#### Directive 1
Find each line in the rows below that contains the word "sleeve" and copy those lines out in full.

#### Text extract
My background is in painting and writing. I have always been drawing and writing at the same time since I was young. I studied painting at the Academy of Arts in Ljubljana, but the program was very traditional: we drew nude models for three years, neglecting the theoretical-critical field, so after the Academy I studied philosophy. I love to paint, but I am not able to express myself only through images (for now?). For me, art was always a way of practicing curiosity., of sharing and connecting with others, a way to give and receive something and perhaps even test my thoughts. So it always seems limiting to me to hang a painting on the wall. When I was researching for Opium Clippers, which was my first performative work, I thought of the performative part as a ritual that would activate the visual works – the drawings on the ceramic service used during the performance.

What does this ritual consist of?

Sitting around a table together, drinking tea and listening to the stories that made the very act of tea drinking possible. The performance does not only take place “on my side”, it also happens in the participants. At first I was thinking of creating the story only through a collection of drawings, then I thought that very few people would take the time to read everything, I would have to find a way to accompany the reader through it. Therefore, I articulated the stories as an experience: listening seated and close together is an experience, it is like deciding to walk the Path of Momory and Remembrance in Ljubljana to remember the times when there was a barbed wire around the city. This is how I started with the performance, thinking: how can we be co-present in an artistic space with our bodies? In other subsequent projects I see the performance in a similar way, as activation of the text, the audience, the works of art. A way to focus attention, perhaps to practice collectivity. However, there is also a profound textual and narrative dimension: sometimes my performances are similar to lectures.

You say you are interested in “neglected and often hidden stories”. What is the value of a neglected story, I mean: does oblivion itself add anything to the subject?

#### Directive 2
According to the interview above, what did the speaker study after the Academy of Arts in Ljubljana?

#### Supplied material

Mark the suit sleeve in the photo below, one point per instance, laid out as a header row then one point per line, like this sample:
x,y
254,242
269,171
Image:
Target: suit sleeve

#### Right answer 1
Mark the suit sleeve in the photo below, one point per instance, laid out as a header row then one point per line, like this sample:
Target: suit sleeve

#### Right answer 2
Philosophy.